Given information |
#####
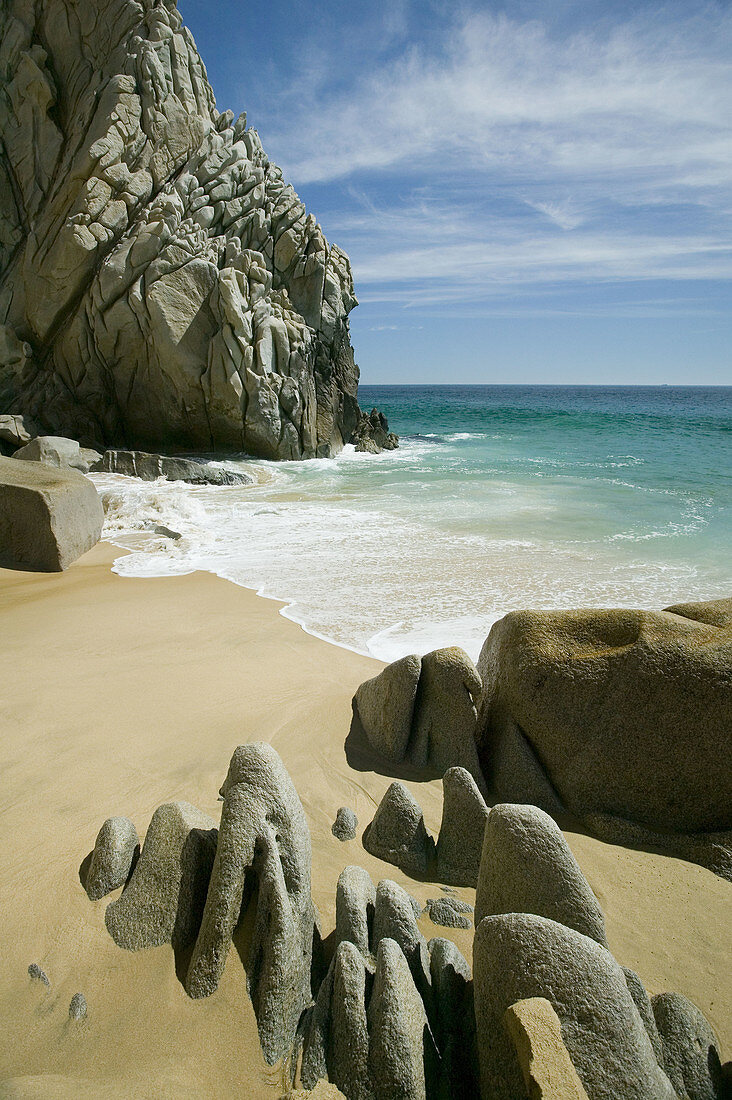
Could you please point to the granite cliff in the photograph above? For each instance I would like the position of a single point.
(161, 286)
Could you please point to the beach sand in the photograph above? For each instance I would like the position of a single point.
(119, 694)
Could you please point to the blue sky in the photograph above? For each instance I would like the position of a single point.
(527, 191)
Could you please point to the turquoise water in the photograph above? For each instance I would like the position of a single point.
(499, 497)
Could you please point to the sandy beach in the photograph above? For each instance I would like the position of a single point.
(119, 694)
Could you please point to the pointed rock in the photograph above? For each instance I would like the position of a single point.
(460, 840)
(527, 867)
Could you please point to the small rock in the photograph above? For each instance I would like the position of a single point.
(449, 912)
(36, 974)
(346, 824)
(77, 1009)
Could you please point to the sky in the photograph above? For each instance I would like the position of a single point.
(528, 191)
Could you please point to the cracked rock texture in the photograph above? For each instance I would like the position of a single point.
(161, 285)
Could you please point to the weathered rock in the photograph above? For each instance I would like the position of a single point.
(356, 898)
(401, 1041)
(527, 867)
(47, 517)
(150, 466)
(460, 840)
(116, 847)
(37, 974)
(397, 832)
(445, 713)
(608, 703)
(263, 849)
(545, 1064)
(345, 825)
(691, 1056)
(163, 901)
(161, 286)
(57, 451)
(385, 707)
(449, 912)
(77, 1009)
(519, 956)
(17, 430)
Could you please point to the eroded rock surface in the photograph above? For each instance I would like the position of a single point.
(161, 285)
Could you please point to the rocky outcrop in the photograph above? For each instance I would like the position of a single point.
(263, 858)
(594, 711)
(47, 517)
(161, 285)
(116, 848)
(423, 712)
(151, 466)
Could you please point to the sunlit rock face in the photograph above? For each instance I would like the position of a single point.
(161, 286)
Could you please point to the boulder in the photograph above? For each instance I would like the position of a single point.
(527, 867)
(163, 901)
(519, 956)
(385, 707)
(163, 286)
(57, 451)
(397, 832)
(47, 517)
(608, 703)
(460, 840)
(545, 1064)
(116, 848)
(346, 824)
(263, 855)
(151, 466)
(691, 1055)
(449, 912)
(356, 899)
(400, 1051)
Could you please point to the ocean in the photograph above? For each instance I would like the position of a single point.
(499, 497)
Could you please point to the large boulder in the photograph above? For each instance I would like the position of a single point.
(527, 867)
(519, 956)
(596, 711)
(47, 517)
(263, 855)
(163, 287)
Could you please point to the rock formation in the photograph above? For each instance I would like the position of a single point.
(263, 858)
(116, 848)
(161, 286)
(47, 517)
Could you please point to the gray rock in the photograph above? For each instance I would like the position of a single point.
(264, 842)
(47, 517)
(449, 912)
(164, 899)
(77, 1009)
(17, 430)
(519, 956)
(175, 292)
(445, 713)
(37, 974)
(57, 451)
(116, 847)
(346, 824)
(637, 991)
(385, 707)
(691, 1055)
(460, 840)
(151, 466)
(527, 867)
(602, 701)
(397, 832)
(399, 1029)
(356, 899)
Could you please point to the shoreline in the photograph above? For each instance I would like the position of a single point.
(120, 696)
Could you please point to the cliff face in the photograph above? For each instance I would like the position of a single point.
(161, 286)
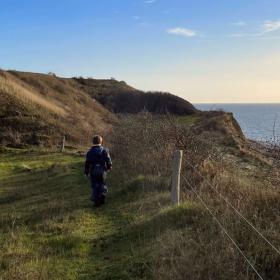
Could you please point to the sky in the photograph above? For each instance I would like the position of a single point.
(206, 51)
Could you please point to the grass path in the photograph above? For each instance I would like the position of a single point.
(49, 229)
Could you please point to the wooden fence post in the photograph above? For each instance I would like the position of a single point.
(63, 144)
(176, 172)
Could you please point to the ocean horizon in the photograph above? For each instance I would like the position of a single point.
(259, 121)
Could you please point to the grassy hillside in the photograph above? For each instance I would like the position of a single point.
(39, 109)
(121, 98)
(49, 229)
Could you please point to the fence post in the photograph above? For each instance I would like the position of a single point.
(63, 144)
(176, 171)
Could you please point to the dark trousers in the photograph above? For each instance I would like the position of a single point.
(99, 188)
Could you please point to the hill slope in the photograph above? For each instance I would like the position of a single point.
(40, 108)
(121, 98)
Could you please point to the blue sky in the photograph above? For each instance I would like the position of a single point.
(203, 50)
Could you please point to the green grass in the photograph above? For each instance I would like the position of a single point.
(49, 229)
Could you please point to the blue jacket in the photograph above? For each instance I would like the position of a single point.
(97, 155)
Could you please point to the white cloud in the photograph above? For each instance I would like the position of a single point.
(182, 32)
(237, 35)
(239, 23)
(270, 26)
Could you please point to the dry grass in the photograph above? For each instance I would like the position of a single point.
(200, 250)
(39, 109)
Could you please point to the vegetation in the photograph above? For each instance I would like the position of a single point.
(38, 109)
(218, 171)
(48, 227)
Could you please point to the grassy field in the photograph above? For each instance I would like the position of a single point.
(49, 229)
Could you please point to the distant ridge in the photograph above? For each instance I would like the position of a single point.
(38, 109)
#####
Set task |
Retype the lines of the listing above verbatim, starting with the line containing "Could you please point to the ocean horizon" and going on through the end of the listing.

Written answer |
Could you please point to the ocean horizon in the photograph above? For each instance I would like the position of a single point.
(259, 121)
Could you please point to the grassy hillside in the photograph above? For each instance I would like the position of a single point.
(39, 109)
(121, 98)
(49, 229)
Could you please point to the fence post in the photograph above? For each instance I would like the position of a single point.
(63, 144)
(176, 171)
Could you please point to the dark trousers in the photograph above? For each instance I would like the position of a single point.
(99, 188)
Could you please point to the hill slope in the photograph above? For each instance I would like the position of a single point.
(40, 108)
(121, 98)
Could you please point to the blue sky in the photograph above? For each instance I would like the position of a single point.
(203, 50)
Could you please point to the green grass in the photograph above? For each instance I would like the position of a single point.
(49, 229)
Could you please point to the blue jacket in the photograph above? For each instance I would like the position of a single point.
(97, 155)
Could you please point to the white cloud in the photograph above? For each instance I would like the position of a single point.
(182, 32)
(237, 35)
(239, 23)
(270, 26)
Could you please point to the dry grass in the photograph above? For each instance I would like the position of a single point.
(200, 250)
(39, 109)
Could you please point to the vegetation in the photograph above? For each instance I would like the position of a single point.
(38, 109)
(218, 171)
(48, 227)
Could you please point to the grassy field in the photograph above? For each instance I would like the position of a single point.
(49, 229)
Could you please point to the distant ridge in the photograph above? For each instance I would like the position of a single point.
(38, 109)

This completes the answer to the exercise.